- Opening Delimiter -

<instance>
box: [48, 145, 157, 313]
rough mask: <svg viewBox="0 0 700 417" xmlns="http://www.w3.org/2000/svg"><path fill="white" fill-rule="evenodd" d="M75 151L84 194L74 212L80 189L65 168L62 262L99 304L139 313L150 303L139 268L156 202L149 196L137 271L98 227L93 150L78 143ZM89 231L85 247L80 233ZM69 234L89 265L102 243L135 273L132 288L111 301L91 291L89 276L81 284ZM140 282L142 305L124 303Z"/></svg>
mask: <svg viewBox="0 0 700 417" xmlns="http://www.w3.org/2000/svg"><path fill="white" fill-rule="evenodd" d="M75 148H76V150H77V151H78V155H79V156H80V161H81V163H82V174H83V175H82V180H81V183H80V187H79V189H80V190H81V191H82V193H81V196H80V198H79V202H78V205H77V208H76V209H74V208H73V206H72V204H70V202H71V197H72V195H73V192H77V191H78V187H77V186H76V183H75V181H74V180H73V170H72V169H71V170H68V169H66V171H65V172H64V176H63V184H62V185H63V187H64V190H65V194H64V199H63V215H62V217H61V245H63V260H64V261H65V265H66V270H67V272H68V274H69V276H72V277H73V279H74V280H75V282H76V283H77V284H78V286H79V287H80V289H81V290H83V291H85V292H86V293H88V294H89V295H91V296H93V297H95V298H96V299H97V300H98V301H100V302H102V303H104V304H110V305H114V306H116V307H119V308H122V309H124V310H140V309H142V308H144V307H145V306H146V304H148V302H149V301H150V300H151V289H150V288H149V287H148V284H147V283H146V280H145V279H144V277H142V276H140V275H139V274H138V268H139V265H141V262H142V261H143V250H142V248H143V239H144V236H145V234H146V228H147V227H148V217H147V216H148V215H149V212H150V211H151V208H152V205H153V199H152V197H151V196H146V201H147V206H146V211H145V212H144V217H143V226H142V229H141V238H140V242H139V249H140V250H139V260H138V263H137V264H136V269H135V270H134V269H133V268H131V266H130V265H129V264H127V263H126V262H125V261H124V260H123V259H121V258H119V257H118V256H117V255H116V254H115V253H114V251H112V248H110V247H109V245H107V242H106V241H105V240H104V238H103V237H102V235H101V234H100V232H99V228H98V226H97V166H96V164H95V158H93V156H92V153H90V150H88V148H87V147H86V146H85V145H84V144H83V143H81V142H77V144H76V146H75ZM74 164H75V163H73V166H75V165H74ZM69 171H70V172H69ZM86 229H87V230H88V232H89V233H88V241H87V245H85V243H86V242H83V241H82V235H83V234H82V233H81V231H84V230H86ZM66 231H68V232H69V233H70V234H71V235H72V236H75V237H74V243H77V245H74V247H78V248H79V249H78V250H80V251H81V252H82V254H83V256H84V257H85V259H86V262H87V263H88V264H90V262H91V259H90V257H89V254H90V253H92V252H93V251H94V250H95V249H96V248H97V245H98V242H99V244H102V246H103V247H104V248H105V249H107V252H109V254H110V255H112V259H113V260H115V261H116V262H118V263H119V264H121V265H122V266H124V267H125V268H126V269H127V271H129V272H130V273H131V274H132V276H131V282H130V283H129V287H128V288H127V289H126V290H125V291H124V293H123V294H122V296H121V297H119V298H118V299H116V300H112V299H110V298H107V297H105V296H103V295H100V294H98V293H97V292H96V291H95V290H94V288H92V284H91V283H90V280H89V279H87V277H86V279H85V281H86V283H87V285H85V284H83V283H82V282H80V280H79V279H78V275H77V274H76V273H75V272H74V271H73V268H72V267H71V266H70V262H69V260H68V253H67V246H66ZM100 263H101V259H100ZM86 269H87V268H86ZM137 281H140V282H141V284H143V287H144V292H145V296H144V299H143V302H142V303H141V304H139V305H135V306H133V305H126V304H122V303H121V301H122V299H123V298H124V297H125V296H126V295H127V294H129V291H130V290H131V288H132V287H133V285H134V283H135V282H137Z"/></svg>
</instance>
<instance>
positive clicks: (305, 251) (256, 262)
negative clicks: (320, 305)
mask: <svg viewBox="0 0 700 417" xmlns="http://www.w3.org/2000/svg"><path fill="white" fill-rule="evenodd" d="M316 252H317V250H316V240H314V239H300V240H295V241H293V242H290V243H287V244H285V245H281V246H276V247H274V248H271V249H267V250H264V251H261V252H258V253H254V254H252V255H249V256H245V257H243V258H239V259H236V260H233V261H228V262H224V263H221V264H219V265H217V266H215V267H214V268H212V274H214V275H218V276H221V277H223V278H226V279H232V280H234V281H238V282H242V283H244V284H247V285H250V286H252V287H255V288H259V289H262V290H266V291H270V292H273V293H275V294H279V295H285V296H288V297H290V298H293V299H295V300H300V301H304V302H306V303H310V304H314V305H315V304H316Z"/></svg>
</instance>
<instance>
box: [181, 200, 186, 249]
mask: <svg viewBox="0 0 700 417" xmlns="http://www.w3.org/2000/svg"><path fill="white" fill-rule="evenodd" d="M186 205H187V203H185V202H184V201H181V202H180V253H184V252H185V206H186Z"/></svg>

- Closing Delimiter -

Task statement: Repeat the whole listing exactly, with no omissions.

Solution to the problem:
<instance>
box: [48, 145, 157, 313]
rough mask: <svg viewBox="0 0 700 417" xmlns="http://www.w3.org/2000/svg"><path fill="white" fill-rule="evenodd" d="M75 151L84 194L74 212L80 189L65 168L62 262L99 304L139 313L150 303L139 268L156 202L149 196L137 271L98 227L93 150L78 143ZM89 231L85 247L80 233ZM69 234L89 265L102 243L135 273L132 288L111 301L91 291L89 276L81 284ZM140 282L142 305L124 303Z"/></svg>
mask: <svg viewBox="0 0 700 417" xmlns="http://www.w3.org/2000/svg"><path fill="white" fill-rule="evenodd" d="M75 148H76V150H77V151H78V155H79V156H80V161H81V163H82V174H83V175H82V180H81V183H80V187H79V189H80V190H81V191H82V193H81V196H80V198H79V202H78V205H77V208H76V209H74V208H73V206H72V204H70V202H71V197H72V195H73V192H77V191H78V187H77V186H76V183H75V181H74V180H73V170H72V169H71V170H68V169H66V171H65V172H64V176H63V184H62V185H63V187H64V190H65V194H64V199H63V215H62V217H61V245H63V260H64V261H65V265H66V270H67V272H68V274H69V276H72V277H73V279H74V280H75V282H76V283H77V284H78V286H79V287H80V289H81V290H83V291H85V292H86V293H88V294H89V295H91V296H93V297H95V298H96V299H97V300H98V301H100V302H102V303H104V304H110V305H114V306H116V307H119V308H122V309H124V310H140V309H142V308H144V307H145V306H146V304H148V302H149V301H150V300H151V289H150V288H149V287H148V284H147V283H146V280H145V279H144V277H142V276H140V275H139V274H138V268H139V265H141V262H142V261H143V250H142V248H143V239H144V236H145V234H146V228H147V227H148V217H147V216H148V215H149V212H150V211H151V208H152V205H153V199H152V197H151V196H146V201H147V206H146V211H145V212H144V217H143V226H142V229H141V238H140V242H139V249H140V250H139V260H138V263H137V264H136V269H135V270H134V269H133V268H131V266H130V265H129V264H127V263H126V262H125V261H124V260H123V259H121V258H119V257H118V256H117V255H116V254H115V253H114V251H112V248H110V247H109V245H107V242H106V241H105V240H104V238H103V237H102V235H101V234H100V232H99V228H98V226H97V166H96V164H95V158H93V156H92V153H90V150H88V148H87V147H86V146H85V145H84V144H83V143H81V142H77V144H76V146H75ZM74 164H75V163H73V166H75V165H74ZM69 171H70V172H69ZM86 229H87V230H88V232H89V233H88V241H87V245H85V243H86V242H83V241H82V235H83V234H82V233H81V231H84V230H86ZM66 231H68V232H69V233H70V234H71V235H72V236H75V237H74V243H77V245H74V247H78V248H79V249H78V250H80V251H81V252H82V254H83V256H84V257H85V259H86V262H87V263H88V264H90V262H91V259H90V257H89V254H90V253H92V252H93V251H94V250H95V249H96V248H97V245H98V242H99V244H102V246H103V247H104V248H105V249H107V252H109V254H110V255H112V259H113V260H115V261H116V262H118V263H119V264H121V265H122V266H124V267H125V268H126V269H127V271H129V272H130V273H131V274H132V276H131V282H130V283H129V287H128V288H127V289H126V290H125V291H124V293H123V294H122V296H121V297H119V298H118V299H116V300H112V299H110V298H107V297H105V296H103V295H100V294H98V293H97V292H96V291H95V290H94V288H92V284H91V283H90V280H89V279H87V277H86V279H85V281H86V283H87V285H85V284H83V283H82V282H80V280H79V279H78V275H77V274H76V273H75V272H74V271H73V268H72V267H71V266H70V262H69V260H68V253H67V246H66ZM100 263H101V259H100ZM86 269H87V268H86ZM137 281H140V282H141V284H143V287H144V292H145V296H144V299H143V302H142V303H141V304H139V305H135V306H133V305H126V304H122V303H121V301H122V299H123V298H124V297H125V296H126V295H127V294H129V291H130V290H131V288H132V287H133V285H134V283H135V282H137Z"/></svg>
</instance>
<instance>
positive clicks: (305, 251) (256, 262)
negative clicks: (320, 305)
mask: <svg viewBox="0 0 700 417" xmlns="http://www.w3.org/2000/svg"><path fill="white" fill-rule="evenodd" d="M316 252H317V250H316V240H314V239H300V240H295V241H293V242H290V243H287V244H285V245H281V246H276V247H274V248H271V249H267V250H264V251H261V252H258V253H254V254H252V255H249V256H245V257H243V258H239V259H236V260H233V261H228V262H224V263H221V264H219V265H217V266H215V267H214V268H212V274H214V275H218V276H221V277H223V278H226V279H232V280H234V281H238V282H242V283H244V284H247V285H250V286H252V287H255V288H259V289H262V290H266V291H270V292H273V293H275V294H279V295H285V296H288V297H290V298H293V299H295V300H300V301H304V302H306V303H310V304H314V305H315V304H316Z"/></svg>
</instance>
<instance>
box: [181, 200, 186, 249]
mask: <svg viewBox="0 0 700 417" xmlns="http://www.w3.org/2000/svg"><path fill="white" fill-rule="evenodd" d="M186 205H187V203H185V202H184V201H181V202H180V253H184V252H185V206H186Z"/></svg>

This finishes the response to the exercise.